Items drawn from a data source
%%
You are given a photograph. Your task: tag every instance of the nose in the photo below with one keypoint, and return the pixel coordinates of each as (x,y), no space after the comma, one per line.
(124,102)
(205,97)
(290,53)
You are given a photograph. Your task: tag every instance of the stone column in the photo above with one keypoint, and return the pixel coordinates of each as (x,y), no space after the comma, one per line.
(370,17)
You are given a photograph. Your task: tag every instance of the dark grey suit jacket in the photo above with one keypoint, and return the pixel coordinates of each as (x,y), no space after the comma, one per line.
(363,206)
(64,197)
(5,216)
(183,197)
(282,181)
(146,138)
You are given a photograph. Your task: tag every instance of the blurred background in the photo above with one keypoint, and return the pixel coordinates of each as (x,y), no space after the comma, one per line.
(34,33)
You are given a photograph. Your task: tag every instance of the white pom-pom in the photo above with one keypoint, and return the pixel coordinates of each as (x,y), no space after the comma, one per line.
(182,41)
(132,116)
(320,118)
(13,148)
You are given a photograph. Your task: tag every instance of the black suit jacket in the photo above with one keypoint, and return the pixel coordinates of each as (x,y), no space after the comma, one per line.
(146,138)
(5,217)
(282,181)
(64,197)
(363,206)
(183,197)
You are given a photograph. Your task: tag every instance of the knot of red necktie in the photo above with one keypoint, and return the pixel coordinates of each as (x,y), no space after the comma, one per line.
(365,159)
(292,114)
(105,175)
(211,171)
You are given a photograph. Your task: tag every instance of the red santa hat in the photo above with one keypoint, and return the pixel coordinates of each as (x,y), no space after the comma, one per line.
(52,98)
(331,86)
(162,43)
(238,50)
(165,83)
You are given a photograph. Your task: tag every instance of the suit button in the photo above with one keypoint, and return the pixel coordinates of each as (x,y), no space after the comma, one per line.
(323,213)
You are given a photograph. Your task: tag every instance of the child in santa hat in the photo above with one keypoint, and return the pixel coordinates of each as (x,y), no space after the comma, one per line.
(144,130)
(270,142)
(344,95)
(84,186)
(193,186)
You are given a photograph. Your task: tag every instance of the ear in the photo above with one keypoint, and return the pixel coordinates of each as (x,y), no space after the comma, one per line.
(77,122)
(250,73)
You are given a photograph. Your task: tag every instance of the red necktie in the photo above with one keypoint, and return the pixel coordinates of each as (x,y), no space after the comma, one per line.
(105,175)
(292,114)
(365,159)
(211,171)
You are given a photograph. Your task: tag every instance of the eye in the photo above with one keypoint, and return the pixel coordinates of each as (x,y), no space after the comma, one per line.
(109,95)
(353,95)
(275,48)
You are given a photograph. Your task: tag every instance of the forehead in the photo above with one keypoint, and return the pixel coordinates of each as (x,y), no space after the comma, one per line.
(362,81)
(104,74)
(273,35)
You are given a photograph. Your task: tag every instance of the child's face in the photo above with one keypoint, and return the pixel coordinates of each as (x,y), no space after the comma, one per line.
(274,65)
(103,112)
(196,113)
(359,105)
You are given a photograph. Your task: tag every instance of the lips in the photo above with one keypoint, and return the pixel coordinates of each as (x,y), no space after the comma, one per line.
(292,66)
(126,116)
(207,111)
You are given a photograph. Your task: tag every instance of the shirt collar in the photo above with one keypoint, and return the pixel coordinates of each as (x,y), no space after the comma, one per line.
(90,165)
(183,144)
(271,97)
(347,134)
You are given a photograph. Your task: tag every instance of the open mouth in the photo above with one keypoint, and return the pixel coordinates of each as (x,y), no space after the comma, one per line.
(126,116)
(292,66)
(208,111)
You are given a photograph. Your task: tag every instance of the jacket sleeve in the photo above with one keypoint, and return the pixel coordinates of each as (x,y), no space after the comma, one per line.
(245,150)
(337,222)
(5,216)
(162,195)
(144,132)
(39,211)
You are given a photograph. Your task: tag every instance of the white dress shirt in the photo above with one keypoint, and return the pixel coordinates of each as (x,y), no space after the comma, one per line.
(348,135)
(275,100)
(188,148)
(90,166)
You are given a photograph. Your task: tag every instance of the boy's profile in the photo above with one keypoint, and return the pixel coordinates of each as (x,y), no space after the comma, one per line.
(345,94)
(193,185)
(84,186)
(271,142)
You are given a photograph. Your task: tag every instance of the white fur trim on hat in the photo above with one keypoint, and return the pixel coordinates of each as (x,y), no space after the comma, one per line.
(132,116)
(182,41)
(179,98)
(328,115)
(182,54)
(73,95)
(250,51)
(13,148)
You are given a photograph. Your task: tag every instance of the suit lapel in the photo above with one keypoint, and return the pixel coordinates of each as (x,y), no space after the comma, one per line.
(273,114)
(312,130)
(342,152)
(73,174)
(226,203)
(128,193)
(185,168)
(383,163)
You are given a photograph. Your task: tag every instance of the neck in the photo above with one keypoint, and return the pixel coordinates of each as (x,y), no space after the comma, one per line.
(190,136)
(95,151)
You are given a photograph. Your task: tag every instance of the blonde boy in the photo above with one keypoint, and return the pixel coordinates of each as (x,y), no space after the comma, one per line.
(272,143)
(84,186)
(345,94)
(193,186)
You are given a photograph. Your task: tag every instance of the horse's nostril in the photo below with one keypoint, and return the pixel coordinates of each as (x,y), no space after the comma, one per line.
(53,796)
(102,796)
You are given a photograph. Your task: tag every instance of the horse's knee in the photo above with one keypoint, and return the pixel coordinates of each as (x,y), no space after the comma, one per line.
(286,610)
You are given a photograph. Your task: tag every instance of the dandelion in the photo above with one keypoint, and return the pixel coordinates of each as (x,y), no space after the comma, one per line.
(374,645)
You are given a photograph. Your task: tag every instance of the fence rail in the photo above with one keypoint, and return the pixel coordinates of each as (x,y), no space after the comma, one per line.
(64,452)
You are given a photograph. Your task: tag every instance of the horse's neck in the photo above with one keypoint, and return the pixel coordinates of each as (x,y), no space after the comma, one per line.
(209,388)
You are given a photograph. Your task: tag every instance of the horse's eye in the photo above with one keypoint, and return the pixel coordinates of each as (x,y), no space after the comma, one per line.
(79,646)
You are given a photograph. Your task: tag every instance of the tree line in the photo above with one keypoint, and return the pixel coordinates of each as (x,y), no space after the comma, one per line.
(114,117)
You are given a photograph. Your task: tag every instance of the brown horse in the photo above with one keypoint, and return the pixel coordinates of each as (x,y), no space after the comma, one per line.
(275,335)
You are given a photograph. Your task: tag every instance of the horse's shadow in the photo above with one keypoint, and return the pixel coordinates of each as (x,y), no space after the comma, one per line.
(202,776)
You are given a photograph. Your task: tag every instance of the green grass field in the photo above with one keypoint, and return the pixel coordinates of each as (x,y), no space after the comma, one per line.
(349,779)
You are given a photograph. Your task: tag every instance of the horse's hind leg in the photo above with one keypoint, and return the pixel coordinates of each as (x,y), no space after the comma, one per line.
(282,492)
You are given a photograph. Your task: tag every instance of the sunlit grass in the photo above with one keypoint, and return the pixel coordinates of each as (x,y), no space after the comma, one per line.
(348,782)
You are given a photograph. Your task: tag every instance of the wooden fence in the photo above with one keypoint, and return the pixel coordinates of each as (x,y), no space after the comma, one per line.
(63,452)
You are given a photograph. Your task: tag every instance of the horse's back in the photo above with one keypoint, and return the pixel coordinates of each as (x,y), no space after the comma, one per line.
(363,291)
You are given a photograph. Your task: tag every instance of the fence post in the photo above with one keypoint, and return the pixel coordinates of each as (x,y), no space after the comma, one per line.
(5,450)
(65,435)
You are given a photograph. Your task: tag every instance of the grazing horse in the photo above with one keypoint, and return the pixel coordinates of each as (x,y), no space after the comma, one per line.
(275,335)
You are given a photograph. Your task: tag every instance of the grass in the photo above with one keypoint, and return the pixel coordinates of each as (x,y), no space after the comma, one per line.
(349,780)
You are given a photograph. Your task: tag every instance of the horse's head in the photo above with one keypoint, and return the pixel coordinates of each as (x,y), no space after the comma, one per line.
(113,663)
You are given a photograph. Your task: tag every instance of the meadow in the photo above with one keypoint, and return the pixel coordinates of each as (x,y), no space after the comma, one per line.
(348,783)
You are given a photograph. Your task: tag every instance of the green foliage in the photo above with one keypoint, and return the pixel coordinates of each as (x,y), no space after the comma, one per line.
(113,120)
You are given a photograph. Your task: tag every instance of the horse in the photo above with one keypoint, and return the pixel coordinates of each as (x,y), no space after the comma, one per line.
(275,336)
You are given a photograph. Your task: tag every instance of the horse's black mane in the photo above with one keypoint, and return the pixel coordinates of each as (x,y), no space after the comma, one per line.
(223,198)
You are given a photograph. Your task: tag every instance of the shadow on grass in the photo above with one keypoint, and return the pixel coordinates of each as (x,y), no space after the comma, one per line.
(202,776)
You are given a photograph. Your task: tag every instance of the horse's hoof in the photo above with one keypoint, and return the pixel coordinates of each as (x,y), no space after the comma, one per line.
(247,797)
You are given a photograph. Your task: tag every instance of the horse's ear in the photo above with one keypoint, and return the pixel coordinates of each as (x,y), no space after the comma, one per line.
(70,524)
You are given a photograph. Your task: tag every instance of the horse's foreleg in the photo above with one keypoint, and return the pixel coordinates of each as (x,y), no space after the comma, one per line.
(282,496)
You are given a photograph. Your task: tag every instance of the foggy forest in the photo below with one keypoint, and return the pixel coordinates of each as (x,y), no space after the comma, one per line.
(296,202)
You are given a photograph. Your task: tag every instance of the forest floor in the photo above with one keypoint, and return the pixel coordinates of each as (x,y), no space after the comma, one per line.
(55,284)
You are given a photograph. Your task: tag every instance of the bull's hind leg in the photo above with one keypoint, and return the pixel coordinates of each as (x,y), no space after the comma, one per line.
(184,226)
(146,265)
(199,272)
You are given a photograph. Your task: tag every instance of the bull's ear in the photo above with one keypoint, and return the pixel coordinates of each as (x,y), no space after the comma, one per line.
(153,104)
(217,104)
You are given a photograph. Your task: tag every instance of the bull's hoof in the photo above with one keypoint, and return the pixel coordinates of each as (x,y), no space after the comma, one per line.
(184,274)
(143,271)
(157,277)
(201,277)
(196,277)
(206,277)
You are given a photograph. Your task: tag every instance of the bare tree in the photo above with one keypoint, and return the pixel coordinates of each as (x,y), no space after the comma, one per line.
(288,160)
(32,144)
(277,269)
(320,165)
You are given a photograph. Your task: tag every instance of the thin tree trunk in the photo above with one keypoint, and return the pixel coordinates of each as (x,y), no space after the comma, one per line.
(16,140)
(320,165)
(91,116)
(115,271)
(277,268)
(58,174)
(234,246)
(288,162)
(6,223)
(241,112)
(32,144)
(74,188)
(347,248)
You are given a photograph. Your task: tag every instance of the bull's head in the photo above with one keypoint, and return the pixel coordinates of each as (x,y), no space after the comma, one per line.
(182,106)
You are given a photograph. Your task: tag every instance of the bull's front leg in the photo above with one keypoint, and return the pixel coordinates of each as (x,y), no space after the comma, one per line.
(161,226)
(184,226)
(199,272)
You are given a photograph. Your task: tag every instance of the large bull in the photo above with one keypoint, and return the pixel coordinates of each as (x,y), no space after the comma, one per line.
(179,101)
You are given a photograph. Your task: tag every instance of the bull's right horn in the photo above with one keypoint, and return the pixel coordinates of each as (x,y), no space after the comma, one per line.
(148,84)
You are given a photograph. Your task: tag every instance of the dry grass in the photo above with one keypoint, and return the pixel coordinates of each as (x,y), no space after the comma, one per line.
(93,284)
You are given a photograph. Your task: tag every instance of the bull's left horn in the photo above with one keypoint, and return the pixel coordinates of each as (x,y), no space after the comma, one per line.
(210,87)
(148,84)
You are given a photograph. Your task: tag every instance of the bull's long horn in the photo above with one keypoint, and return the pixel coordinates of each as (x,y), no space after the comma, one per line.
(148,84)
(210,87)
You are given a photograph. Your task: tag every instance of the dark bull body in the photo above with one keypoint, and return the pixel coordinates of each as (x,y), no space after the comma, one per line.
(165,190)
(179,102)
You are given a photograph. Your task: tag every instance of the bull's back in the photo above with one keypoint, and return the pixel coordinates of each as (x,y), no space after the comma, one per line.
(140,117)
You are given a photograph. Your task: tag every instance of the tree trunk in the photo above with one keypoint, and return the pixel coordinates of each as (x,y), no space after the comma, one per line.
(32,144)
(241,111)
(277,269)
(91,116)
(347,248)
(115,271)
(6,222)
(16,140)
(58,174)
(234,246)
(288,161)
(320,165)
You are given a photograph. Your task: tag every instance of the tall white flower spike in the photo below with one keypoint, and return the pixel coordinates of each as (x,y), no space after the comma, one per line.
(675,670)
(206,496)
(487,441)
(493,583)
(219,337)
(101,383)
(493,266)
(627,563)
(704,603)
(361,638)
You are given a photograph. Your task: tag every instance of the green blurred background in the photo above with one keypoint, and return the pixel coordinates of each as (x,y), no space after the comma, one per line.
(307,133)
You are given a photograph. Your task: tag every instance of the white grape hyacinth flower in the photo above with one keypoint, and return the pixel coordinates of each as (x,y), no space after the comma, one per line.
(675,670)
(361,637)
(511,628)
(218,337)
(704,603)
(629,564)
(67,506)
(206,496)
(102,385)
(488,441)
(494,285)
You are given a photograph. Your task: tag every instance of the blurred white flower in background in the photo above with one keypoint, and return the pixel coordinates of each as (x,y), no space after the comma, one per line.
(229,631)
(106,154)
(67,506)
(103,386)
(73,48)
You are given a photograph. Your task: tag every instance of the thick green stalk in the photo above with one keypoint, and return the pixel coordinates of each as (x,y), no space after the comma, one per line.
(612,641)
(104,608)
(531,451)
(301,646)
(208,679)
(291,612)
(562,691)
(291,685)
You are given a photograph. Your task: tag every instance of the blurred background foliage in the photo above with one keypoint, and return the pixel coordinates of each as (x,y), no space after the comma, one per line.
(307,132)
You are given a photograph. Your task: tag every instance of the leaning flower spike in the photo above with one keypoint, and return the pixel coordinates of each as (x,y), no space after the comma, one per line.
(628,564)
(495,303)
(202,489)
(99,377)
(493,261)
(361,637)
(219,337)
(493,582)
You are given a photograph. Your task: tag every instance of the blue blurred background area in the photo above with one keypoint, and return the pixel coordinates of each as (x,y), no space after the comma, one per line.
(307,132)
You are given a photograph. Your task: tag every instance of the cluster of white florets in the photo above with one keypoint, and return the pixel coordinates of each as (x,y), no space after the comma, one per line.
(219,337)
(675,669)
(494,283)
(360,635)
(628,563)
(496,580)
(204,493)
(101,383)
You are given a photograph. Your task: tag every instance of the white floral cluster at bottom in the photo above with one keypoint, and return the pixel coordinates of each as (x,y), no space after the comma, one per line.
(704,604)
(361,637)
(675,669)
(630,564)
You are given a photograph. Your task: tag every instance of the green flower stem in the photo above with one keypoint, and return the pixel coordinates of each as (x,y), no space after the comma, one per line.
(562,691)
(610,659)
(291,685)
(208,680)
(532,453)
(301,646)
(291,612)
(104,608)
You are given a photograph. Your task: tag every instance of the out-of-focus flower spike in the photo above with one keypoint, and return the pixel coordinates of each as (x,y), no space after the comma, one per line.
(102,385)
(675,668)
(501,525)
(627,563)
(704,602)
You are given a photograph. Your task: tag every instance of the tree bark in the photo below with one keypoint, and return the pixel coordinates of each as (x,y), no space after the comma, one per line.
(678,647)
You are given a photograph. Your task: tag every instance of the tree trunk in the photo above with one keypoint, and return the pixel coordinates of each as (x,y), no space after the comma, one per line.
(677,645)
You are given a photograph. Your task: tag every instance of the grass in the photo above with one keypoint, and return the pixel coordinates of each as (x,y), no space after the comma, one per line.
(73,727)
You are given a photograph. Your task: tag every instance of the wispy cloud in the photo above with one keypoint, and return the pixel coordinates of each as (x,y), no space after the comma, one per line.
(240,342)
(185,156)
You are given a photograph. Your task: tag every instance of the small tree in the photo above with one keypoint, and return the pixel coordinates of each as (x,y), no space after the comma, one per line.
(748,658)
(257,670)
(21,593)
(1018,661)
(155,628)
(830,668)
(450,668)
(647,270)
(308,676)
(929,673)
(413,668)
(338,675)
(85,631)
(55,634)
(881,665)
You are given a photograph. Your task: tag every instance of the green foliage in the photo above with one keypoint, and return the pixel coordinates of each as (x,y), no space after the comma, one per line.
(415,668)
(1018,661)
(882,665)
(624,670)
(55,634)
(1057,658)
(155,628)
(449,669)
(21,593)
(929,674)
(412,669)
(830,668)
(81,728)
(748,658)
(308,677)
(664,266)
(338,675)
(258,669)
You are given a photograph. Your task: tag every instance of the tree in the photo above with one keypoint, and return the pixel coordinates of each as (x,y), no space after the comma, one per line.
%%
[GOAL OF THE EXERCISE] Filter the lines above and copy out every one that contains the string "grass". The match is case-sensitive.

[TASK OUTPUT]
You are given a photograph. Your task: tag every instance of the green grass field in the photo above with one keypoint, and return the pixel coordinates of each as (x,y), no space after the comma, one per line.
You are given a photograph. Your task: tag every instance of the sunlit grass in the photo above with one keypoint, and return the pixel coordinates of each as (x,y), no space after the comma, one per line.
You are given a photograph. Your task: tag every instance of the grass in the photo above with one keypoint, and return the pixel coordinates of each as (x,y), no space after the comma, one per line.
You are given a photograph. Your task: tag every instance of the shadow on grass in the photo above with one keypoint, and return the pixel coordinates of each as (x,y), no space after the comma, one per line.
You are given a photograph. Your task: tag every instance of the dry grass in the photo above with one keypoint, and return the pixel coordinates of each as (x,y), no space after the comma, one per line.
You are given a photograph. Your task: tag every instance of the grass in the photo above with one keypoint, and return the pixel coordinates of each as (x,y), no space after the comma, one per line.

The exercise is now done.